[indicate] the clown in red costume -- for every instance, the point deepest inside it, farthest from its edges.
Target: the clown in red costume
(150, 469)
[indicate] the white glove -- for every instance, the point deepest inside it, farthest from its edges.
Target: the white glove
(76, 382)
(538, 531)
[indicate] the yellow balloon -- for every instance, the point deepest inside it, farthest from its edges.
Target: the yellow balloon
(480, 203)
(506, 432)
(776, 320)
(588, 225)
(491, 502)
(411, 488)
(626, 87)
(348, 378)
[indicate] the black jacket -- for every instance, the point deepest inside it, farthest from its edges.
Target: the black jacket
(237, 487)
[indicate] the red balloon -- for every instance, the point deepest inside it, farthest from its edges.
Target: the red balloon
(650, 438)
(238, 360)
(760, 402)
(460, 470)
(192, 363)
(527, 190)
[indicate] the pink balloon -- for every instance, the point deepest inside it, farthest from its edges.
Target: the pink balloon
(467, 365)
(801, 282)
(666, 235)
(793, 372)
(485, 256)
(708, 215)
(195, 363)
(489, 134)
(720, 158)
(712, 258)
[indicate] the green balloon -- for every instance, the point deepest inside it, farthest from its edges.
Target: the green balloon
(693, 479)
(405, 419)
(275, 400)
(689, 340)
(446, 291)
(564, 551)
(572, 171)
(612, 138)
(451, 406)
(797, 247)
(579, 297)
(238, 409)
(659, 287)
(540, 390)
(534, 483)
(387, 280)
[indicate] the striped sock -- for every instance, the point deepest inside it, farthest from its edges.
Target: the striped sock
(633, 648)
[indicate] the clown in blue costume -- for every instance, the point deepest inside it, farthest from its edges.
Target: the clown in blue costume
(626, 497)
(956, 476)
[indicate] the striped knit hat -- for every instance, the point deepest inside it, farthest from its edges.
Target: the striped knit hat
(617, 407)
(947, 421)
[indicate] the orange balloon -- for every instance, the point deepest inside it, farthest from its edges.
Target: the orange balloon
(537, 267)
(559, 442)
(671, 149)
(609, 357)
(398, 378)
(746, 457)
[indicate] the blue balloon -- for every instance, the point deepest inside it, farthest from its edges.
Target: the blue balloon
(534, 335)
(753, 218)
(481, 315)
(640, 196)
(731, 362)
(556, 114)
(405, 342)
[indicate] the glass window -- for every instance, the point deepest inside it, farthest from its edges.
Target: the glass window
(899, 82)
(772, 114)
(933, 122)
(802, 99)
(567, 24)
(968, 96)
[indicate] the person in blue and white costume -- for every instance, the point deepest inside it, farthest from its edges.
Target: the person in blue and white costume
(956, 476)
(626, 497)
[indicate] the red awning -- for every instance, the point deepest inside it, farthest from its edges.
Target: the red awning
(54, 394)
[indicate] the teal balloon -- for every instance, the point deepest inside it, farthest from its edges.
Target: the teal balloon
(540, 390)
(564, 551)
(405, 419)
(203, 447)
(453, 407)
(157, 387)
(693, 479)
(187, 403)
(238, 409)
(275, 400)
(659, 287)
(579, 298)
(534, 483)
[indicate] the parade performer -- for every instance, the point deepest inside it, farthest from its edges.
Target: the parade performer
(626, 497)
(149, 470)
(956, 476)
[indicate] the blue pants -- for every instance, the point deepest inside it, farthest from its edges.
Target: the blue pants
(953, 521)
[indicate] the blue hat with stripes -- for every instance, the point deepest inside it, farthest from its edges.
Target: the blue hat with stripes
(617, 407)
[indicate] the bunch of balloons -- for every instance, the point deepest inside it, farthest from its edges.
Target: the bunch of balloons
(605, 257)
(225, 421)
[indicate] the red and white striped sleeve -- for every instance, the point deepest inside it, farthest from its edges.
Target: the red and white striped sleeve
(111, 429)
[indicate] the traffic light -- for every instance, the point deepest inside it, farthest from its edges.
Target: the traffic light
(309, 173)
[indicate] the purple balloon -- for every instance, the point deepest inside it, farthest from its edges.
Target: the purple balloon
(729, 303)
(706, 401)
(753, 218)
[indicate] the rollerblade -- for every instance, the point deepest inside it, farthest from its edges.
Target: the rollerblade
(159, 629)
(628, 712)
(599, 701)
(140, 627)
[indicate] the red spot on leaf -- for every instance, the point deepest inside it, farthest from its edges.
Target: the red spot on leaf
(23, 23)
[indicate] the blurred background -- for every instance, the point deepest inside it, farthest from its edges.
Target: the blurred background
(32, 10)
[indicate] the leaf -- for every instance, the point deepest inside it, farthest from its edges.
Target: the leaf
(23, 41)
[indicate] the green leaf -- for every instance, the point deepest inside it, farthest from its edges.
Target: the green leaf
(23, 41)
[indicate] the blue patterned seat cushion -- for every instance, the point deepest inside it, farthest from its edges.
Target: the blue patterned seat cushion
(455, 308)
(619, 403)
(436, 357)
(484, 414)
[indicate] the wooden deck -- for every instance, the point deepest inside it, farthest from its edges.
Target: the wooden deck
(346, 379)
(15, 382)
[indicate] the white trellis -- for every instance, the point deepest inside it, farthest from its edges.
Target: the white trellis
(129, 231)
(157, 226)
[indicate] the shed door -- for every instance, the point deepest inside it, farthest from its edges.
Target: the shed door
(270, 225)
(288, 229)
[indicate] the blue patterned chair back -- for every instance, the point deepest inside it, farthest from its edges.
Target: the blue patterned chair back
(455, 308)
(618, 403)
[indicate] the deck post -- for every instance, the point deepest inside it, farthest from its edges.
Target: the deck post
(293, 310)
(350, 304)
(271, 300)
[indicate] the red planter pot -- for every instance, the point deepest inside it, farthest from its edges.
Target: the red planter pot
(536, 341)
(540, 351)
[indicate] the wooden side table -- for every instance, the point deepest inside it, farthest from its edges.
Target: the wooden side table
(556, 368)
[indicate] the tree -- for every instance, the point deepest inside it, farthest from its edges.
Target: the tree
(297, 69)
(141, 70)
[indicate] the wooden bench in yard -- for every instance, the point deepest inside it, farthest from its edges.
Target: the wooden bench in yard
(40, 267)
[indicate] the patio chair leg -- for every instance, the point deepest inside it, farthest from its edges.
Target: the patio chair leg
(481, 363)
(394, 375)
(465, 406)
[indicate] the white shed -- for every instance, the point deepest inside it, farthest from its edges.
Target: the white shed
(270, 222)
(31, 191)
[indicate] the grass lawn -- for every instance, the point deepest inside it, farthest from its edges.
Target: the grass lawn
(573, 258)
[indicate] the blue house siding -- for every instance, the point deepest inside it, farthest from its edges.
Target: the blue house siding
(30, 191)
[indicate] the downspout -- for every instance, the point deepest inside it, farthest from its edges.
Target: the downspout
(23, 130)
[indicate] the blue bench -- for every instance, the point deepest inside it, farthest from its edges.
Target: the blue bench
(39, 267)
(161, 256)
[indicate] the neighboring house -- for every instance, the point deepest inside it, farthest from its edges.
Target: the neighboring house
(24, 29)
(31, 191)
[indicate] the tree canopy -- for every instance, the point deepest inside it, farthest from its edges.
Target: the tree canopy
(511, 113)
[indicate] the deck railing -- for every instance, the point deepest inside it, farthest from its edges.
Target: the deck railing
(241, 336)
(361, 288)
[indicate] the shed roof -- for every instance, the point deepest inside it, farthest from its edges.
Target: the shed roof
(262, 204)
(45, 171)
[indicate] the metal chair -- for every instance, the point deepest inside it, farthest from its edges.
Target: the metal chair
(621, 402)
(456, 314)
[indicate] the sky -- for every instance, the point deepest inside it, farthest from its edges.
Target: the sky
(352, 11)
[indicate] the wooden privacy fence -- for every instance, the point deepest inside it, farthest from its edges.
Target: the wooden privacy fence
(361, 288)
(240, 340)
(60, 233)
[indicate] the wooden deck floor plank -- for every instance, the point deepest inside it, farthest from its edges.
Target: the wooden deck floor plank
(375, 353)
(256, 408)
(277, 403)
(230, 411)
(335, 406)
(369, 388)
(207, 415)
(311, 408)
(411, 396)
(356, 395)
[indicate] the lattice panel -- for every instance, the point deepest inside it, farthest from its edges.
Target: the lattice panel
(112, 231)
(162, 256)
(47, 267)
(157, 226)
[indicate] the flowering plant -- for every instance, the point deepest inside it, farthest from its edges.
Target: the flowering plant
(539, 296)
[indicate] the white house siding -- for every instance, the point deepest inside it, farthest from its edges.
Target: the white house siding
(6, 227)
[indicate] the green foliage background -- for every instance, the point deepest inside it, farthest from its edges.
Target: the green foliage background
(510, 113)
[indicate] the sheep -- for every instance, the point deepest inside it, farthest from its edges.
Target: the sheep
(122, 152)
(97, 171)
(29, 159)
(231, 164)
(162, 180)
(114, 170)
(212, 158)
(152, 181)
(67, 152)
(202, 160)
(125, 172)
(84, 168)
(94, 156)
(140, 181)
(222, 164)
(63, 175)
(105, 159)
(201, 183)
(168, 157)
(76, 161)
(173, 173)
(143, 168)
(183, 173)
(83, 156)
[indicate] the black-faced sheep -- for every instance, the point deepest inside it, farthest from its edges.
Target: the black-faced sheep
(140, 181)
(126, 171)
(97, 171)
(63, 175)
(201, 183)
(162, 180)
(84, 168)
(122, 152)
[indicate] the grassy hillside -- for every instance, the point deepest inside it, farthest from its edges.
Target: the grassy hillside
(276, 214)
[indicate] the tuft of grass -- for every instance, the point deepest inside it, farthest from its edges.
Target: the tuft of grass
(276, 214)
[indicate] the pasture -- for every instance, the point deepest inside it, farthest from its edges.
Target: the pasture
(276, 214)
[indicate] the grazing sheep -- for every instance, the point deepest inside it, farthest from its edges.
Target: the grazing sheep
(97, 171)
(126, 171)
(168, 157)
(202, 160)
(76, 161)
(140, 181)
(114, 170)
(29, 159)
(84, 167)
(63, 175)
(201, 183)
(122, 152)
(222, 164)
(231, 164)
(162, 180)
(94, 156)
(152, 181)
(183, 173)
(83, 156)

====

Once you find the line with "Target: the shed roof" in the entries above, output it and each line after it up to and including the line with "[indicate] the wooden privacy", and nothing else.

Target: the shed roof
(262, 204)
(45, 171)
[indicate] the metal chair -- for every instance, the point deepest inside it, farthest from its edges.
Target: the metal chair
(621, 402)
(456, 314)
[indicate] the sky -- for every instance, the point deepest inside it, farthest from its edges.
Target: the sky
(352, 11)
[indicate] the wooden privacy fence -- for every instance, the point deepest inside it, farthest from its edges.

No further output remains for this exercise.